Reproduce the mailing-list reply below about creating many class instances in Python, word for word and in full.

• GIVEN PASSAGE:
• • • • •

Creating alot of class instances?
Andre Engels
andreengels at gmail.com
Sun Jul 5 15:20:38 EDT 2009
On 7/5/09, kk <maymunbeyin at gmail.com> wrote:
> I am new to Python classes and trying to figure out this particular
> issue here. I will need to create instances of a class. But at the
> moment I do not know how many instances I will end up having, in every
> case it might be different. Most of the documents I read makes this
> simpl class-student analogy to explain python classes which is fine.
> But in those examples the number and the names of the instances were
> known and limited
That's no problem. The only limit to the number of instances of a
class you can create is your memory - and not even that if you don't
need to 'keep' the instances.

• • • • •

• DATASET RECORDS:
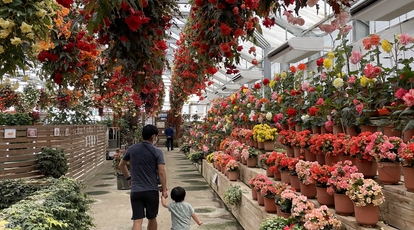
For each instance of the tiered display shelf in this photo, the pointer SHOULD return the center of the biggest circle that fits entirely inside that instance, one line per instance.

• • • • •

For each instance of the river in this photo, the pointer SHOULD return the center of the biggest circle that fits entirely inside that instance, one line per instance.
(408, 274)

• • • • •

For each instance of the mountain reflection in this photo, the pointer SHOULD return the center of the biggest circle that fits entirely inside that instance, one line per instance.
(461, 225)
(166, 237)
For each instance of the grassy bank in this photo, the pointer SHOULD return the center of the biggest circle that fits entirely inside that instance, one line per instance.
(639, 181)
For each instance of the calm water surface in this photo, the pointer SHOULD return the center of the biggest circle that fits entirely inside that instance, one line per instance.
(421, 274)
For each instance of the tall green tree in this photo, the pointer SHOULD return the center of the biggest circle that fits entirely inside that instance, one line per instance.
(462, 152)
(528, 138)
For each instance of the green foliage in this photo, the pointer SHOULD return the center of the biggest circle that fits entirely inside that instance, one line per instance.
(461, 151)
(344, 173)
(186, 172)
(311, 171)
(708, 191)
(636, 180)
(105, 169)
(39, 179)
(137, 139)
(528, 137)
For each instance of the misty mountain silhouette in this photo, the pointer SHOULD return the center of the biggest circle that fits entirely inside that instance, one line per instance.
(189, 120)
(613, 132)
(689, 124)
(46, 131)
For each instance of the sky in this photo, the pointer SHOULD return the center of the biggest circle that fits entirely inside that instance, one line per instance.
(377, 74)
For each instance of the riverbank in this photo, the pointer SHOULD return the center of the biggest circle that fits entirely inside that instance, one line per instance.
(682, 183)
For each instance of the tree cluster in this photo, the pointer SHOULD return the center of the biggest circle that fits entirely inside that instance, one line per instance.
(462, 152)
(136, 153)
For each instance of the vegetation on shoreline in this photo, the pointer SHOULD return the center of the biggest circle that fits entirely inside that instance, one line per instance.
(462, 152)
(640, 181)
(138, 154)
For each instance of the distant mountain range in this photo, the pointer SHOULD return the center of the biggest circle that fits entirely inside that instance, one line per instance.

• • • • •

• ANSWER TO THIS EXERCISE:
Creating alot of class instances?
Andre Engels
andreengels at gmail.com
Sun Jul 5 15:20:38 EDT 2009
On 7/5/09, kk <maymunbeyin at gmail.com> wrote:
> I am new to Python classes and trying to figure out this particular
> issue here. I will need to create instances of a class. But at the
> moment I do not know how many instances I will end up having, in every
> case it might be different. Most of the documents I read makes this
> simpl class-student analogy to explain python classes which is fine.
> But in those examples the number and the names of the instances were
> known and limited
That's no problem. The only limit to the number of instances of a
class you can create is your memory - and not even that if you don't
need to 'keep' the instances.